The pace of global change isn’t slowing down—and supply chains can’t afford to do so either. That urgency brought senior supply chain and logistics leaders to Berlin for TFEST25.
As a participating sponsor, Blue Yonder joined these discussions, helping leaders explore how AI is reshaping performance across the global value chain.
The themes discussed at TFEST25 weren’t theoretical. They reflected real challenges organizations are facing now, and the decisions leaders must make to stay competitive heading into 2026 and beyond.
Across sessions, roundtables, and networking, five themes stood out, pointing to where supply chain is moving next and the capabilities organizations need to invest in today to remain competitive.
AI is now the engine of supply chain transformation
At TFEST25, this shift came to life through real customer examples and a live demonstration.
Blue Yonder’s main-stage session brought together Daniel Hickling, director of supply chain visibility and collaboration at Haleon, and Gabriel Werner, global vice president of end-to-end solution advisory at Blue Yonder.

__DATA BLOCK__

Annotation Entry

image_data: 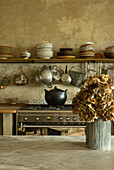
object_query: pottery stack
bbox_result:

__YOUR TASKS__
[A] Do the following statements agree with the TFEST25 article? Answer yes or no for each and quote the words that decide it.
(i) TFEST25 was held in Berlin.
(ii) Blue Yonder took part as the event's organizer.
(iii) Four themes stood out at the event.
[B] Answer these questions from the TFEST25 article:
(i) Which year do the article's competitive decisions look toward?
(ii) What two things brought the AI shift to life at TFEST25?
(iii) Which company does Daniel Hickling work for?
[C] Carry the TFEST25 article on from its final sentence.
The data here come from a separate source.

__EXPECTED RESPONSES__
[A]
(i) Yes: "brought senior supply chain and logistics leaders to Berlin for TFEST25"
(ii) No: "As a participating sponsor, Blue Yonder joined these discussions"
(iii) No: "five themes stood out"

[B]
(i) 2026 and beyond.
(ii) Real customer examples and a live demonstration.
(iii) Haleon.

[C]
Haleon shared how it is applying AI across its global network—from vendor-managed inventory with retailers to tighter collaboration with more than 120 contract manufacturers.
Hickling described Haleon’s progression through key stages of AI maturity, including predictive intelligence to assess tariff impacts, automated actions such as purchase order confirmations and follow-ups with suppliers, and early agentic support that guides teams using standardized best-practice prompts.
Blue Yonder demonstrated these capabilities with its personal briefing feature—an agentic AI assistant embedded directly in the planning workflow.
Instead of beginning the day scanning exception dashboards, planners receive a role-specific briefing that flags priority issues, quantifies risk and financial impact, and recommends next steps. The agent then automates scenario creation, comparisons, and investigation workflows.
The takeaway:
AI-enabled planning and intelligent execution are quickly becoming the standard for organizations that need faster cycles, sharper decisions and greater confidence.
Value chain resilience is now a core requirement
What once felt like a rising trend is now the norm: disruption is constant, and supply chains must be built to withstand it.
Leaders described this pressure across every part of the value chain — from new trade rules and expanding sanctions to stricter data-sharing and growing expectations for visibility across suppliers, partners, and contract manufacturers.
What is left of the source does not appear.